**Parts of the exercise:**
[1] Answer these questions from the battery charger account below.
(a) What capacity was the battery that took nearly a week to reach the final stage?
(b) What did the first version of the charger lack?
(c) At what rate does the writer say it is charging at the moment?
[2] Reproduce the part of the battery charger account below between "The first version" and "any other charger.", inclusive.
[3] Say whether each statement agrees with the battery charger account below. Answer yes or no, and quote the words that decide it.
(a) The small battery the writer first tried two weeks ago was a 7 Ah battery.
(b) The wheel chair battery was saved once the replacement charger arrived.
(c) The writer can check the charging voltage without going outside.

**Text section:**
However it took nearly a week to finally drop into final stage showing fully charged battery, this for a 65 Ah battery. But I also have some small batteries, stair lifts, wheel chairs, and ham radios, the problem is a 12 amp battery charger would destroy these, which is why I bought the Lidi battery charger.
The first version had no volt meter, and I connected both it and a 12 amp battery charger to car, and it has blown what look like 4 surface mount diodes on the board, until then it worked well, slowly bringing a wheel chair battery back to life. However by time I got the replacement that battery had been flat for too long and has now failed. So being care full with replacement and it is disconnected before I try to start a car, and not used with any other charger.
So it was only two weeks ago when I first tried to use it on a small 7 Ah battery. I had honestly expected to clip it on and press the button and it would charge, however this was not the case. To get the battery started I had to connect it in parallel with a good battery, or the volts shot over 15 volts and it switched off.
I had realised output was reflected with input, so plugging it into an energy meter, even though in my garage, I could monitor charge rate with my PC, phone or tablet. So I know at moment charging at 0.1 amp however don't know voltage without going outside.

**Data extract:**
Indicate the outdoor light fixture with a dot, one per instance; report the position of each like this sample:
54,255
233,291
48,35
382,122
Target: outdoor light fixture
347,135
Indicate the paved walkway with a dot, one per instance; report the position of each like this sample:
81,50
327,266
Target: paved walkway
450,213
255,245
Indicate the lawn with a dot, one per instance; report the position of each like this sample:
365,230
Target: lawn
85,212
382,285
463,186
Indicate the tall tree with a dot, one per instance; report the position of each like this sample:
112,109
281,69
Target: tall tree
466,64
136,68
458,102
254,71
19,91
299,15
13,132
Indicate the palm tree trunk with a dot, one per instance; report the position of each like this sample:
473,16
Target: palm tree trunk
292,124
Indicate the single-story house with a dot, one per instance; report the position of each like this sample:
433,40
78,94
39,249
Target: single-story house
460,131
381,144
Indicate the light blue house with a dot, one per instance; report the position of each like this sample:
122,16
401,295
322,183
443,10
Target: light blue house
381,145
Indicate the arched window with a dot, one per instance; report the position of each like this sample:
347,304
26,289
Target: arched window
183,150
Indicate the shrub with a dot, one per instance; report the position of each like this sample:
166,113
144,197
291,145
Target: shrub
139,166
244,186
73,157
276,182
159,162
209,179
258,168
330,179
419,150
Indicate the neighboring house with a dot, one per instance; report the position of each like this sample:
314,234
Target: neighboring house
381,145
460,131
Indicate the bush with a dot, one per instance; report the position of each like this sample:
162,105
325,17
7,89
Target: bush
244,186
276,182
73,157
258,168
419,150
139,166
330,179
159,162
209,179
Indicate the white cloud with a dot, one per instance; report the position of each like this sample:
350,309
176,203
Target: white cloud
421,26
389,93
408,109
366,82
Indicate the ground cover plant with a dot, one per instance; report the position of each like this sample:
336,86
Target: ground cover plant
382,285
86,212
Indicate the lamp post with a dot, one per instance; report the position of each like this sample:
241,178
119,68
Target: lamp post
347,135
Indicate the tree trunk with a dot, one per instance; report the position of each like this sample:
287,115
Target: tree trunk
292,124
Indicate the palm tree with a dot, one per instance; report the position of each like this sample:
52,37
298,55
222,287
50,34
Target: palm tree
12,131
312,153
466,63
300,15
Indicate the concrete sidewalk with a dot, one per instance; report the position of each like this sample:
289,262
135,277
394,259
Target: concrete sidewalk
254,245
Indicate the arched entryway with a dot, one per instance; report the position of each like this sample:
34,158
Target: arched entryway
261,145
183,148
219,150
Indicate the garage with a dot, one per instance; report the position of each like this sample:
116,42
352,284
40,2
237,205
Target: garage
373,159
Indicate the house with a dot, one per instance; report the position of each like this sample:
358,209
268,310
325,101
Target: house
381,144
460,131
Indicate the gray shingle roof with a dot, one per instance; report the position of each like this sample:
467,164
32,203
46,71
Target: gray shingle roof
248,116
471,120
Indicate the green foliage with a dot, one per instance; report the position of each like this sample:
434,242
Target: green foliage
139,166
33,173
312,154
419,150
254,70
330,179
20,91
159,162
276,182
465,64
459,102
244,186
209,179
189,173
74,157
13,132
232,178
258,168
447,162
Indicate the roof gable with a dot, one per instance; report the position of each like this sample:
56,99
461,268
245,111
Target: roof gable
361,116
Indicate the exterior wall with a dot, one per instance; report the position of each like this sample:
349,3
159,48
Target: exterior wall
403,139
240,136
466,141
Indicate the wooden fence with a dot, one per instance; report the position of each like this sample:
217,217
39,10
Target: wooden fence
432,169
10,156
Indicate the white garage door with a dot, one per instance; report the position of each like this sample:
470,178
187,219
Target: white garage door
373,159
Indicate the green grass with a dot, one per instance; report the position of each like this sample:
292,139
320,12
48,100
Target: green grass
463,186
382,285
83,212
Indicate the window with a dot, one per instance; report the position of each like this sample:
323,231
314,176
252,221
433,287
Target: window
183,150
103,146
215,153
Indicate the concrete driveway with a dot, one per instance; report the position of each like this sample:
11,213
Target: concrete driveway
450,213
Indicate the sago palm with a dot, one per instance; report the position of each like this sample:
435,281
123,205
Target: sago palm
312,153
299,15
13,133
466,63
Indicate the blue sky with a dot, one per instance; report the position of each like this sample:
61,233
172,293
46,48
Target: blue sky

**Expected results:**
[1]
(a) 65 Ah
(b) A volt meter
(c) 0.1 amp

[2]
The first version had no volt meter, and I connected both it and a 12 amp battery charger to car, and it has blown what look like 4 surface mount diodes on the board, until then it worked well, slowly bringing a wheel chair battery back to life. However by time I got the replacement that battery had been flat for too long and has now failed. So being care full with replacement and it is disconnected before I try to start a car, and not used with any other charger.

[3]
(a) Yes: "I first tried to use it on a small 7 Ah battery"
(b) No: "that battery had been flat for too long and has now failed"
(c) No: "don't know voltage without going outside"